**The problem:**
Copy the records below, substituting "grazing animal" for each occurrence of "grazing horse" and leaving everything else unchanged.

**Source data:**
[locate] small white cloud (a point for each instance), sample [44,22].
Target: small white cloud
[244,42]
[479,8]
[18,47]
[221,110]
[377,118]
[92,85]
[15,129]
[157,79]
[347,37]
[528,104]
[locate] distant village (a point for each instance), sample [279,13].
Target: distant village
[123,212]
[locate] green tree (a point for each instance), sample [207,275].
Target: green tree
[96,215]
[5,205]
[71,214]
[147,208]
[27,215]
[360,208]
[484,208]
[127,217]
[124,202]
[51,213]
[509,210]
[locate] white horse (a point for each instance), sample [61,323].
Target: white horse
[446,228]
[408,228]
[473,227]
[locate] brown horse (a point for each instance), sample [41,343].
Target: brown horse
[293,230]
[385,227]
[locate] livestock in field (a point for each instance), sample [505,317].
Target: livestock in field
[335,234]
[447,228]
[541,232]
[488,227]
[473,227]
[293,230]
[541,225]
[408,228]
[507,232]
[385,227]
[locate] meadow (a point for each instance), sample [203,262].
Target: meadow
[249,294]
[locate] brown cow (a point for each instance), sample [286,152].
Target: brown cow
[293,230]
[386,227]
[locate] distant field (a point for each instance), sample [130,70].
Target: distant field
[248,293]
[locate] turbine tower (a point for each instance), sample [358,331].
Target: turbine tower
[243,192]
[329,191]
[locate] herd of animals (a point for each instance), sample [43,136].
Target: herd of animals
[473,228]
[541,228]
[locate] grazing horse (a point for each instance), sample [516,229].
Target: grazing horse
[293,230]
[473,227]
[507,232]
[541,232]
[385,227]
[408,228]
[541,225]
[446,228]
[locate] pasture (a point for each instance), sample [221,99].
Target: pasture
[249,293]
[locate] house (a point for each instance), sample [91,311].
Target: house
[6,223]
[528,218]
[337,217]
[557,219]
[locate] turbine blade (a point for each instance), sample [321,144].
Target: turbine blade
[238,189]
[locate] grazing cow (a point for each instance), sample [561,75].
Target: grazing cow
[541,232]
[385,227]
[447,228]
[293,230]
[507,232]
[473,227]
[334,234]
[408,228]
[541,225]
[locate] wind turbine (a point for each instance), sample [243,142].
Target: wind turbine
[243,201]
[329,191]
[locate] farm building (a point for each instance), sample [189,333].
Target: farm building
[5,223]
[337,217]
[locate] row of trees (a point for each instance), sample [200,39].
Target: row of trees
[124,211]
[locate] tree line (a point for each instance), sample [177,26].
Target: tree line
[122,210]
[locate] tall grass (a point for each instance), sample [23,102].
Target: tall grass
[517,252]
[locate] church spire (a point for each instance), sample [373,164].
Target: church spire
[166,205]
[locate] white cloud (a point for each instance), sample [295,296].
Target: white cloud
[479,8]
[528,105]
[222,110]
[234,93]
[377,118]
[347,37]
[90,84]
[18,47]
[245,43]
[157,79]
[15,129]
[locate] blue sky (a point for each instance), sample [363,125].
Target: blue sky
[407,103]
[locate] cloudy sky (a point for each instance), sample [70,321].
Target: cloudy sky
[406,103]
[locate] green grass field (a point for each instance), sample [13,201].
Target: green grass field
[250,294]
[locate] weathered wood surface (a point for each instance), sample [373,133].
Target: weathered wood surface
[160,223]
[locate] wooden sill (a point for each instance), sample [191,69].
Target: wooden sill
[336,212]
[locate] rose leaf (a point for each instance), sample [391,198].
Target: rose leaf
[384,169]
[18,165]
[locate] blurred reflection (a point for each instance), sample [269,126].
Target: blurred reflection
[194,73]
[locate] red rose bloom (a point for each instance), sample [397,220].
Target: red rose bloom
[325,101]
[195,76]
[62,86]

**Solution to the exercise:**
[locate] small white cloud (a point for each instance), sample [44,22].
Target: small white cloud
[244,42]
[479,8]
[18,47]
[221,110]
[377,118]
[92,85]
[15,129]
[157,79]
[347,37]
[528,104]
[locate] distant village (a point for each instance), sample [279,13].
Target: distant village
[123,212]
[locate] green tree (a point for each instance), sample [207,275].
Target: green tree
[96,215]
[5,205]
[71,214]
[147,208]
[27,215]
[360,208]
[484,208]
[127,217]
[124,202]
[51,213]
[509,210]
[locate] white horse (a point for each instance), sample [61,323].
Target: white horse
[446,228]
[408,228]
[473,227]
[locate] brown horse (a point for each instance), sample [41,343].
Target: brown horse
[293,230]
[385,227]
[locate] livestock in field (a point for each instance), sample [505,317].
Target: livestock in field
[335,234]
[447,228]
[541,232]
[488,227]
[473,227]
[293,230]
[541,225]
[408,228]
[507,232]
[385,227]
[locate] meadow (a point for each instance), sample [203,262].
Target: meadow
[249,294]
[locate] brown cow (a point for each instance), sample [286,152].
Target: brown cow
[293,230]
[386,227]
[locate] distant field (a point for each instance), sample [130,70].
Target: distant field
[248,293]
[locate] turbine tower (a point for each instance), sample [358,331].
Target: turbine tower
[243,192]
[329,191]
[locate] herd of animals (a point for each instance), sample [43,136].
Target: herd of animals
[473,228]
[541,228]
[locate] grazing animal (a point for each instance), sample [516,229].
Target: grazing animal
[293,230]
[473,227]
[507,232]
[541,232]
[385,227]
[408,228]
[541,225]
[446,228]
[locate] pasture (a point for each instance), sample [221,99].
Target: pasture
[249,293]
[locate] house (a point for each instance), sample [91,311].
Target: house
[6,223]
[528,218]
[337,217]
[557,219]
[locate] turbine blade (a point for each instance), sample [321,144].
Target: turbine blade
[238,189]
[locate] grazing cow (a point for each instance), sample [561,75].
Target: grazing cow
[541,232]
[385,227]
[447,228]
[293,230]
[507,232]
[473,227]
[334,234]
[408,228]
[541,225]
[locate] wind turbine (a point for each instance), sample [243,142].
Target: wind turbine
[243,201]
[329,191]
[locate] farm building (a point for each instance), sample [189,333].
Target: farm building
[5,223]
[337,217]
[locate] row of trees (a point for each instance), sample [200,39].
Target: row of trees
[124,211]
[locate] tree line (a point for each instance), sample [177,26].
Target: tree line
[122,210]
[locate] tall grass (a point for each instance), sample [23,102].
Target: tall grass
[517,252]
[locate] church spire (a point for each instance), sample [373,164].
Target: church spire
[166,205]
[locate] white cloud (a point for each instance), sample [295,296].
Target: white cloud
[479,8]
[528,105]
[222,110]
[234,93]
[377,118]
[347,37]
[90,84]
[18,47]
[245,43]
[157,79]
[15,129]
[locate] blue sky (a point for each instance), sample [363,125].
Target: blue sky
[407,103]
[locate] cloudy sky (a point for each instance), sample [70,321].
Target: cloudy sky
[406,103]
[locate] green grass field (a point for each instance), sample [13,201].
Target: green grass field
[250,294]
[locate] weathered wood surface (a point for each instance), sample [373,133].
Target: weathered wood surface
[160,223]
[locate] wooden sill (a point for each instance), sample [191,69].
Target: wooden sill
[336,212]
[locate] rose leaf (a point for each instance), sample [391,198].
Target: rose leaf
[384,169]
[18,165]
[locate] blurred reflection (a point for each instance), sample [269,126].
Target: blurred reflection
[194,73]
[locate] red rose bloom (a point for each instance), sample [397,220].
Target: red rose bloom
[325,101]
[195,76]
[62,86]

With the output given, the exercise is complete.